**Exercise prompt:** Pick out every line in the items below that contains the word "surface", and copy each one.
* Begin Data entries *
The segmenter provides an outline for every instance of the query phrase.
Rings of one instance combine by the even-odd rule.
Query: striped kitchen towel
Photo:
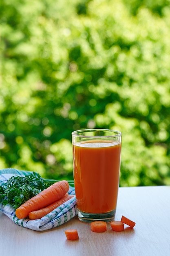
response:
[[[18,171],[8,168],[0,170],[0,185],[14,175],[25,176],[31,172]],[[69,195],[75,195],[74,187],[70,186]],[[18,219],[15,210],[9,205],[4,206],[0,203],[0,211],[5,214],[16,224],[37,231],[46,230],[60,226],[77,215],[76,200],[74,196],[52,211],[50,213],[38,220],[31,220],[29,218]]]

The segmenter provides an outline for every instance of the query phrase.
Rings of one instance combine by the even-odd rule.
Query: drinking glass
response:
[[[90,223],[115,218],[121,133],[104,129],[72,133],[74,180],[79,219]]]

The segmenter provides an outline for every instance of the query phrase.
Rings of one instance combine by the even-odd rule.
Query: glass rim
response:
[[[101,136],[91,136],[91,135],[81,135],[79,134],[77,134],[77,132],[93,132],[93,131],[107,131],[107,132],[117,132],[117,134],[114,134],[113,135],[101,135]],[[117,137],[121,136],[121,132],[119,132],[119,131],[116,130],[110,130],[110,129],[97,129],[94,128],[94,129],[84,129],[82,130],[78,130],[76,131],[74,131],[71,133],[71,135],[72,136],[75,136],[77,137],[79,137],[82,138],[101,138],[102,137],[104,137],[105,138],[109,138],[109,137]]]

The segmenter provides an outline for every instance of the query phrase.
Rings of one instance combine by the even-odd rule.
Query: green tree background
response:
* End Data entries *
* Begin Data entries *
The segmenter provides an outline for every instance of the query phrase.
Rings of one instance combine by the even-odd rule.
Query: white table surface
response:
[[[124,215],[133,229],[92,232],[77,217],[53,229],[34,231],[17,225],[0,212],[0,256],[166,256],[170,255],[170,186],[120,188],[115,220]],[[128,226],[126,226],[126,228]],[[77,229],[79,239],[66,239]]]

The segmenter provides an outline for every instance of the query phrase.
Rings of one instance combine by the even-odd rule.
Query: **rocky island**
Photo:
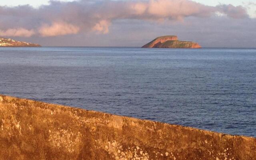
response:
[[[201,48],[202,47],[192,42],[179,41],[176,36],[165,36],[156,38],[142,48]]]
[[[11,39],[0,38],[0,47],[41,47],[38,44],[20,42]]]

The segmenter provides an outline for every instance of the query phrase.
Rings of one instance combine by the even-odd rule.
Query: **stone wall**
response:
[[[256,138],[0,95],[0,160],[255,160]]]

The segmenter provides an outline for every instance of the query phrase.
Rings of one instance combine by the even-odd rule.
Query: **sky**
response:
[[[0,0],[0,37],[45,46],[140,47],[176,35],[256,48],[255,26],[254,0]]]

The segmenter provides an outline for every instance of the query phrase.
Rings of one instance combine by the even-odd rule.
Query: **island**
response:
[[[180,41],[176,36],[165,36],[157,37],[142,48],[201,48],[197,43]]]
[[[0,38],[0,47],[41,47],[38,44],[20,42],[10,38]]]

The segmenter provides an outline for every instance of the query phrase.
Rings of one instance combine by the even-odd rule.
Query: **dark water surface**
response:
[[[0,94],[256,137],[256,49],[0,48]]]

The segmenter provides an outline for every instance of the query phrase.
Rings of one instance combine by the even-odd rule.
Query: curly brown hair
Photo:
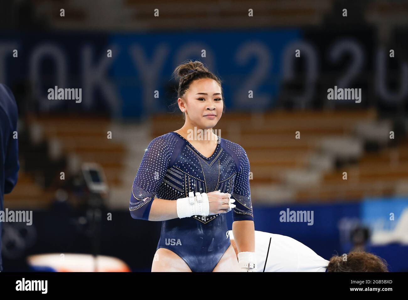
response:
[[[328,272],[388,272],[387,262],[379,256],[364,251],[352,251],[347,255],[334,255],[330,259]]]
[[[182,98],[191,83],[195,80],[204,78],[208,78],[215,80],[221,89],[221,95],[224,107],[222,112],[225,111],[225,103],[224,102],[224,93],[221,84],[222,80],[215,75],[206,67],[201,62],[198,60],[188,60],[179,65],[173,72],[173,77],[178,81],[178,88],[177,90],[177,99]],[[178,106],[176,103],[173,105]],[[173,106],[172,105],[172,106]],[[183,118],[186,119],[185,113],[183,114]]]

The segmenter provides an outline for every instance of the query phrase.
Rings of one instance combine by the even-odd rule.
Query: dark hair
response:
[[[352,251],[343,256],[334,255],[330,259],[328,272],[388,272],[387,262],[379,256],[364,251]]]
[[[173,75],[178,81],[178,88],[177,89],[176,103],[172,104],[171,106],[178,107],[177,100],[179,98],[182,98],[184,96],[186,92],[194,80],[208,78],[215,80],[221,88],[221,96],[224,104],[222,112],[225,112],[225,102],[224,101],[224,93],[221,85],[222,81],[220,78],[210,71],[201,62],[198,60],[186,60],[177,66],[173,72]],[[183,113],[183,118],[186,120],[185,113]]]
* End Data entries *
* Begin Data entries *
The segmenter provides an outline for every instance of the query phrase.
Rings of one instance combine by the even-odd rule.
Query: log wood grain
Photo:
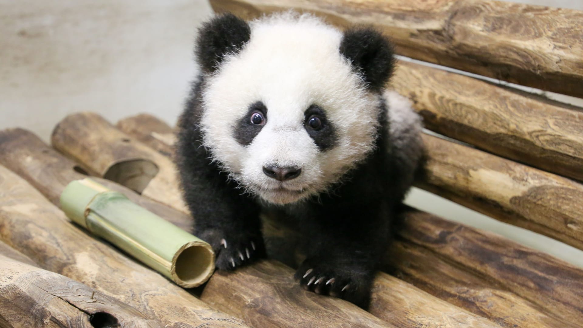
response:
* End Data entries *
**The result:**
Query: white table surface
Query: **dark water surface**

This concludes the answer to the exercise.